## Document:
— Begin —
# Did I glue the ears correctly?



## Raven bauer (Feb 7, 2013)

Hi!

Would you guys mind taking a look at the pics and see if you think I did the ears correctly? I used the pipe insulation foam and tear mender cement. The ears are not going straight up and I wonder if I should have inserted the foam deeper into his ears?

Thanks for your help!

A


----------



## Mrs.P (Nov 19, 2012)

Looks young to be taping


----------



## Raven bauer (Feb 7, 2013)

Mrs.P said:


> Looks young to be taping


 
Thank you for your comment, but it has absolutely nothing at all to do with what I was asking.
However, if are curious how old my dog is you can certainly ask. Maybe then you should mention your opinion as it may add some value to this thread.


----------



## Mrs.P (Nov 19, 2012)

Raven bauer said:


> Thank you for your comment, but it has absolutely nothing at all to do with what I was asking.
> However, if are curious how old my dog is you can certainly ask. Maybe then you should mention your opinion as it may add some value to this thread.


You're welcome. 

If your pup is still teething -timing is a variable you must consider to "tape correctly".


----------



## Saphire (Apr 1, 2005)

Aren't you making friends quickly....that kind of attitude here will not get you much help or advice.


----------



## Raven bauer (Feb 7, 2013)

Saphire said:


> Aren't you making friends quickly....that kind of attitude here will not get you much help or advice.


 
Attitude??

I asked a very simple question and an uneducated comment was made that has absolutely nothing to do with my original question.

Did I ask whether or not I should tape or not?

Was I asked how old the dog is or if he is still teething? Have I taken all of this in consideration already maybe?


----------



## Raven bauer (Feb 7, 2013)

Mrs.P said:


> You're welcome.
> 
> If your pup is still teething -timing is a variable you must consider to "tape correctly".


Please re-read my original post. I did not ask whether or not I should be taping or not. I also did not ask about the timing.

My question is and was very simple: Did I tape correctly?


----------



## trcy (Mar 1, 2013)
— End —
## Records for this exercise:
— Begin —
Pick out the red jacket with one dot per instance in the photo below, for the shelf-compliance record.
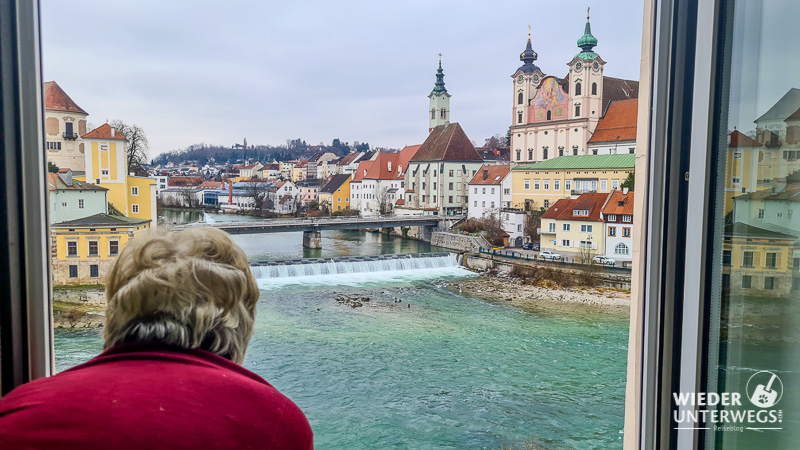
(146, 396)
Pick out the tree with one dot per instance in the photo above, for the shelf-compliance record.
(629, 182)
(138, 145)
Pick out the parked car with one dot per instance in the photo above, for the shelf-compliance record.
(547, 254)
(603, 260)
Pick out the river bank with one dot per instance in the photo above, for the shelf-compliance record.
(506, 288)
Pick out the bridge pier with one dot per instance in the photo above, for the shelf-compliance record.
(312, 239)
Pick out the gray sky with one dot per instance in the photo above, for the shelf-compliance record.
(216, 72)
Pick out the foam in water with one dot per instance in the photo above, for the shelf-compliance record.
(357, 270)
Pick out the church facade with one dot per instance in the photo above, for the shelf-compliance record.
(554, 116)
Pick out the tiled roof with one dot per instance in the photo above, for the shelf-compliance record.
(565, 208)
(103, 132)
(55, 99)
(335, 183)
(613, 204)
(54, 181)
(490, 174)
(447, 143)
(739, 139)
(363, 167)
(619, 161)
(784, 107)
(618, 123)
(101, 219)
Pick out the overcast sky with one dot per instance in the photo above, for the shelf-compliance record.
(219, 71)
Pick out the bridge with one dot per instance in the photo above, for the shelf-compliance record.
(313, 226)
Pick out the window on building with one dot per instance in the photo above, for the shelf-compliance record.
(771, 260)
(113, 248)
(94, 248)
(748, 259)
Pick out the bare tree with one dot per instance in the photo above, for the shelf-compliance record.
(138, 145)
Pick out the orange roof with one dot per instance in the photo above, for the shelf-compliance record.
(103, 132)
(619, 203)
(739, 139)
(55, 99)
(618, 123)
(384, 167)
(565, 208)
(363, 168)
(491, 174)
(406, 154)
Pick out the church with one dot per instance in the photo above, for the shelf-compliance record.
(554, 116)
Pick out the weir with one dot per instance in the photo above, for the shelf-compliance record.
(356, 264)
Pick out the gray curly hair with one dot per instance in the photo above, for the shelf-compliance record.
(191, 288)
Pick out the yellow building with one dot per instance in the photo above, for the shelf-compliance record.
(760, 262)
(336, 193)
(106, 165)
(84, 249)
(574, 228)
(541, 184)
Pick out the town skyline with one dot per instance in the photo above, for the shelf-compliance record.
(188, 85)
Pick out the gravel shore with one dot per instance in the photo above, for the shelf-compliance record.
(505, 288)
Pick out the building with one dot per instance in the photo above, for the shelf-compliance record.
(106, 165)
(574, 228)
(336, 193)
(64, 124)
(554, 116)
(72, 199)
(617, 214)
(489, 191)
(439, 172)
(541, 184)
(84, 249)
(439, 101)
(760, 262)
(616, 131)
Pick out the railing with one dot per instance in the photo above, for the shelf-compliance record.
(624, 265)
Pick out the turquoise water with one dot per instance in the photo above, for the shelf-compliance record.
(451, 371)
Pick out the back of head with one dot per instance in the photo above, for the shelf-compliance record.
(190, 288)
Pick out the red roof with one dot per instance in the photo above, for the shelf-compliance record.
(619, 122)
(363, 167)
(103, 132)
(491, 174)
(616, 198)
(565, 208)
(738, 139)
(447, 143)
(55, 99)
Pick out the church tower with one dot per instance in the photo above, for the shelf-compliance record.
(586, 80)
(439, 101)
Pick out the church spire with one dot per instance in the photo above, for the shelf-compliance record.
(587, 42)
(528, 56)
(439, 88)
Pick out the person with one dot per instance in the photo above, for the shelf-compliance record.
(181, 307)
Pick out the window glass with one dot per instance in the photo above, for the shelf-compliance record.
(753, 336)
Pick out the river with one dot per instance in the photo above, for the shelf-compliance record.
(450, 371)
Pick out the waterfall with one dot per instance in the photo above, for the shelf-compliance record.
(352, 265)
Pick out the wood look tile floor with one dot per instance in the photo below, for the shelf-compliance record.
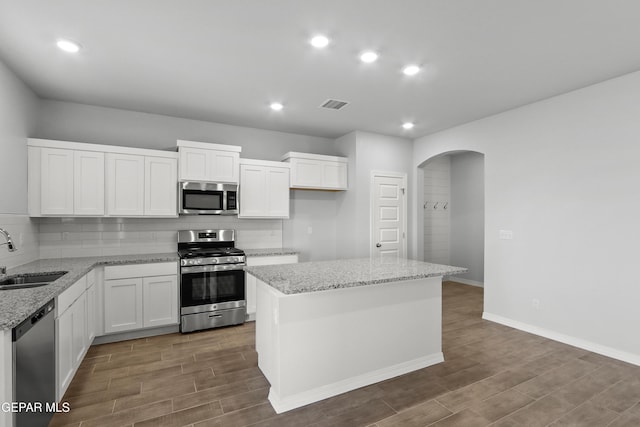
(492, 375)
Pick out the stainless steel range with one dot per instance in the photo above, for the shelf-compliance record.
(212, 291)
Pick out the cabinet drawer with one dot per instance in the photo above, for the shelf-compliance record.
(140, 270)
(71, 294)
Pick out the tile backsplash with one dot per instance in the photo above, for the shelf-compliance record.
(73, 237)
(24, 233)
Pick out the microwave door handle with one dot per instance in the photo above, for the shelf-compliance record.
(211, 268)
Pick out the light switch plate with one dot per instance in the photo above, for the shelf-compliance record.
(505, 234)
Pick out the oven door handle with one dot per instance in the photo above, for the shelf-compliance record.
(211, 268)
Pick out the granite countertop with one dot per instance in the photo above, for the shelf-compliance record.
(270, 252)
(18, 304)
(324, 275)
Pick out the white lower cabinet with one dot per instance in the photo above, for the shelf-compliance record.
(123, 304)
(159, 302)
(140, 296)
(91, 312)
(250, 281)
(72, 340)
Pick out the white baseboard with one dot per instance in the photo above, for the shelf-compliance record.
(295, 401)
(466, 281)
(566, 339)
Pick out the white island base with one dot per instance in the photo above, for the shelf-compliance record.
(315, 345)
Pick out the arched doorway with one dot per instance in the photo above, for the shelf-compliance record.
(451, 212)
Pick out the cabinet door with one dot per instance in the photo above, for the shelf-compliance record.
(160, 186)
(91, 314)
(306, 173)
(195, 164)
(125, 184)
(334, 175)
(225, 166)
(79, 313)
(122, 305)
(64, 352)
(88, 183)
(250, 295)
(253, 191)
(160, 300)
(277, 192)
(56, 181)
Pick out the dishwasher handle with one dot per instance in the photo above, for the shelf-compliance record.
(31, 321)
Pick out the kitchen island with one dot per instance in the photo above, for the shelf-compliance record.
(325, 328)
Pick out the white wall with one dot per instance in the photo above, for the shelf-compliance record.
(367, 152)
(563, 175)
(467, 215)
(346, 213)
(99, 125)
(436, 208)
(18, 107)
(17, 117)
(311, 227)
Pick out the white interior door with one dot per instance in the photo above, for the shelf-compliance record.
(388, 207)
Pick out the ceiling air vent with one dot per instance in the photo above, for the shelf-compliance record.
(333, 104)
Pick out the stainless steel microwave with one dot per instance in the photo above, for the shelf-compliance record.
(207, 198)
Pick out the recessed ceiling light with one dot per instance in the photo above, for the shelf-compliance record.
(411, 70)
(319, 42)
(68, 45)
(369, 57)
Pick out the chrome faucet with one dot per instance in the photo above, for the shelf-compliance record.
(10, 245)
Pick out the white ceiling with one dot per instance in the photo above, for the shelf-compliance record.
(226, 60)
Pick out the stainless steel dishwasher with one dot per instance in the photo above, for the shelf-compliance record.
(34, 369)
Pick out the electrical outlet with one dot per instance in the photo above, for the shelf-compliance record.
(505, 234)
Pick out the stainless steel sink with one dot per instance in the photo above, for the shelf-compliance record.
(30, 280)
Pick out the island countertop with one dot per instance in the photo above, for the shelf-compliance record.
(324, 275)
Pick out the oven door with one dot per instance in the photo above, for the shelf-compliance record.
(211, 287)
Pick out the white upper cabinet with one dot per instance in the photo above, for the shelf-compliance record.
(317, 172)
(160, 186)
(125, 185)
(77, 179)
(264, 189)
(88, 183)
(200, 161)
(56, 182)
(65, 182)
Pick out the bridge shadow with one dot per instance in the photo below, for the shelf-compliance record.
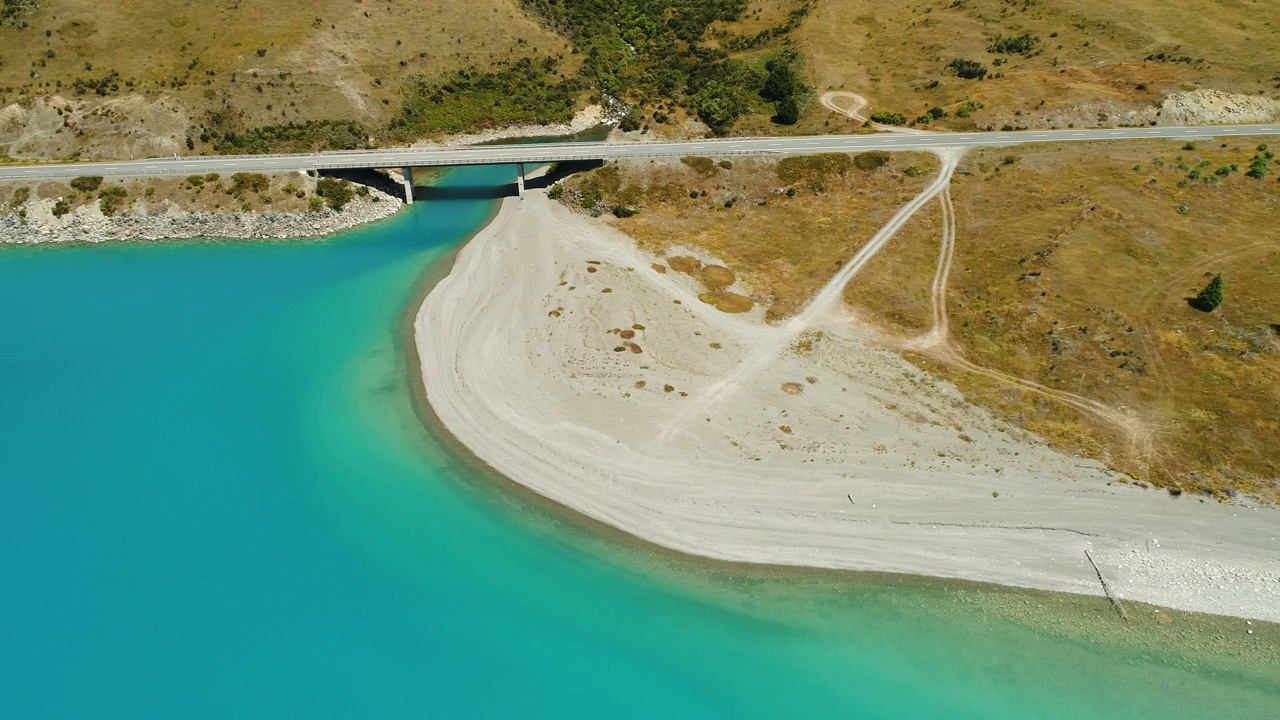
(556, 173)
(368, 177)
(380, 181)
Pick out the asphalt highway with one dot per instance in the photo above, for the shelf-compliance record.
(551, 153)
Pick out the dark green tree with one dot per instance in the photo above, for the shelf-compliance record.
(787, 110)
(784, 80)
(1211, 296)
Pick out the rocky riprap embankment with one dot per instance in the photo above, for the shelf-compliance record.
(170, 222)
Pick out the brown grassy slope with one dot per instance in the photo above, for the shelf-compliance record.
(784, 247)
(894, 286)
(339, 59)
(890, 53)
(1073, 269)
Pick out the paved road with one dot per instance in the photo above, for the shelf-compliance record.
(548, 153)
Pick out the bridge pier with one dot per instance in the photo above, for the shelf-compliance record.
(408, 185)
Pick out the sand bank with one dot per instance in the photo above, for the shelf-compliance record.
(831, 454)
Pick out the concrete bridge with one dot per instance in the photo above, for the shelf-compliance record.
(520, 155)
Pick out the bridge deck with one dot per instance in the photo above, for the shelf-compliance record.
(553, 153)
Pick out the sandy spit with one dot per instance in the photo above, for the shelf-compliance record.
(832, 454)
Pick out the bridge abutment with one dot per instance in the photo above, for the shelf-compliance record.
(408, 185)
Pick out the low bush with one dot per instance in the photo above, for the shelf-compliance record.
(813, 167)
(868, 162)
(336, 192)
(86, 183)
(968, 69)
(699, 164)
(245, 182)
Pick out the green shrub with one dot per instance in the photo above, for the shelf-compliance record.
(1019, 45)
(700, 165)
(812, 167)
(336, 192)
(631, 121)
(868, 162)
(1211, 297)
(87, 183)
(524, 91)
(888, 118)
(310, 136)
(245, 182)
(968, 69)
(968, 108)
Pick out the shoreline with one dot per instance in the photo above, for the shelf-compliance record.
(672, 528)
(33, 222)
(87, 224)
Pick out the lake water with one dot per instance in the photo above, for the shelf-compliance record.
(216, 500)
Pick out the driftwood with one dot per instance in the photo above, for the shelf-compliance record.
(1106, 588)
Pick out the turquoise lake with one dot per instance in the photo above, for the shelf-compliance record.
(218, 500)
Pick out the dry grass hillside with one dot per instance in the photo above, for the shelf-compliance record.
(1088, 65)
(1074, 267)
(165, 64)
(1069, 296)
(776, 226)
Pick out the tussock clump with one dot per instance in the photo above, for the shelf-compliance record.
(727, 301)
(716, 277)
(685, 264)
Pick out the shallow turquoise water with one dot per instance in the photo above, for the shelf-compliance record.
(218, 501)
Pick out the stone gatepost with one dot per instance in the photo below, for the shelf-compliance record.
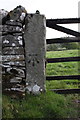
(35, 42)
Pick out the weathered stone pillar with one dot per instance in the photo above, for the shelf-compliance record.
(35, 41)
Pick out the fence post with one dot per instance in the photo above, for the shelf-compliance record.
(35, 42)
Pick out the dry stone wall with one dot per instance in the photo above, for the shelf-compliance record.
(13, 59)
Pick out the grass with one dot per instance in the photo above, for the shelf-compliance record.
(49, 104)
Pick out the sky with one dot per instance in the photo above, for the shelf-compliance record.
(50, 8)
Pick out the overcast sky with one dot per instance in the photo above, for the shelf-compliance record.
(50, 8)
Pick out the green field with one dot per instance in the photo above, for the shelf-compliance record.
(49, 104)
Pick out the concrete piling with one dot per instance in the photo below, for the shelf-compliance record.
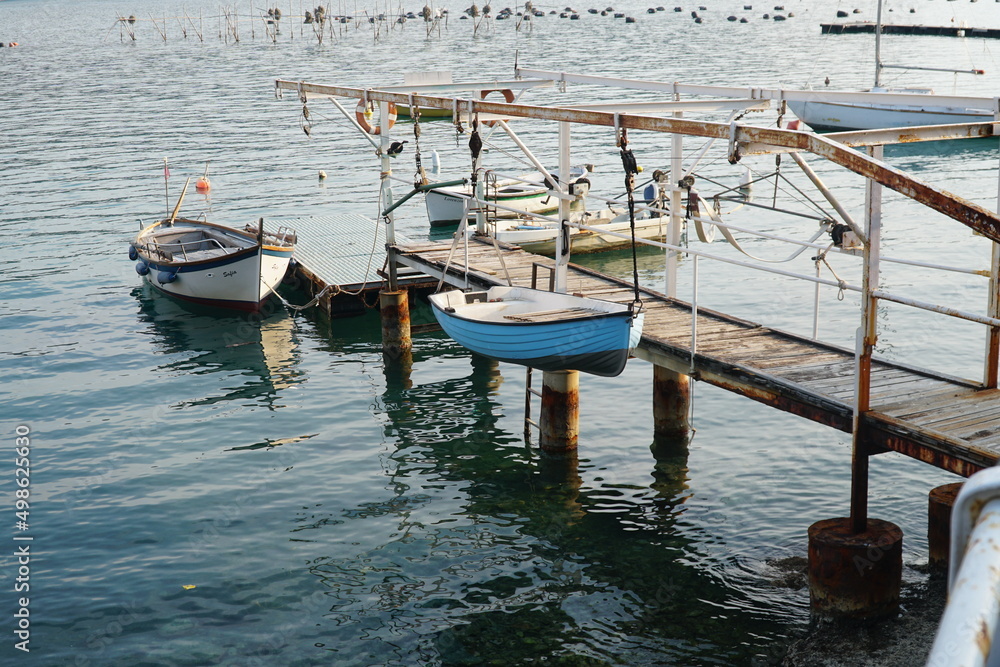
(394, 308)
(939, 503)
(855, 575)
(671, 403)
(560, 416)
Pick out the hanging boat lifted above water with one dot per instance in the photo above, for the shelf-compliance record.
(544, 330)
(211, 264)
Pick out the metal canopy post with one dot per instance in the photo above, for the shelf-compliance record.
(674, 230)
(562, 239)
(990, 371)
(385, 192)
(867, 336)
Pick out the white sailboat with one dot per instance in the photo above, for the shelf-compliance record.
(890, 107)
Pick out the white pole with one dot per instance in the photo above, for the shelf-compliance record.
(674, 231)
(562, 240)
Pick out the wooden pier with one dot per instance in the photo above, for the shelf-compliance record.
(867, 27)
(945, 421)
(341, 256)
— End —
## Exercise tasks:
a - In the forum thread, what did the original poster use for the ears?
b - Rescale the listing from the line containing "Pick out the white pole" through the end of the listing. Rewrite each of those lines, requests included, multiplying every coordinate in the answers by 1.35 and rounding to whole numbers with halves rounded up.

## Results of the exercise:
a - Pipe insulation foam and tear mender cement.

b -
Pick out the white pole with one dot per instance in the photo above, for the shelf-compliance record.
(910, 312)
(759, 324)
Pick out the wooden pier with one dot per instance in the photo above, for the shelf-compliance record.
(1170, 36)
(1276, 568)
(460, 346)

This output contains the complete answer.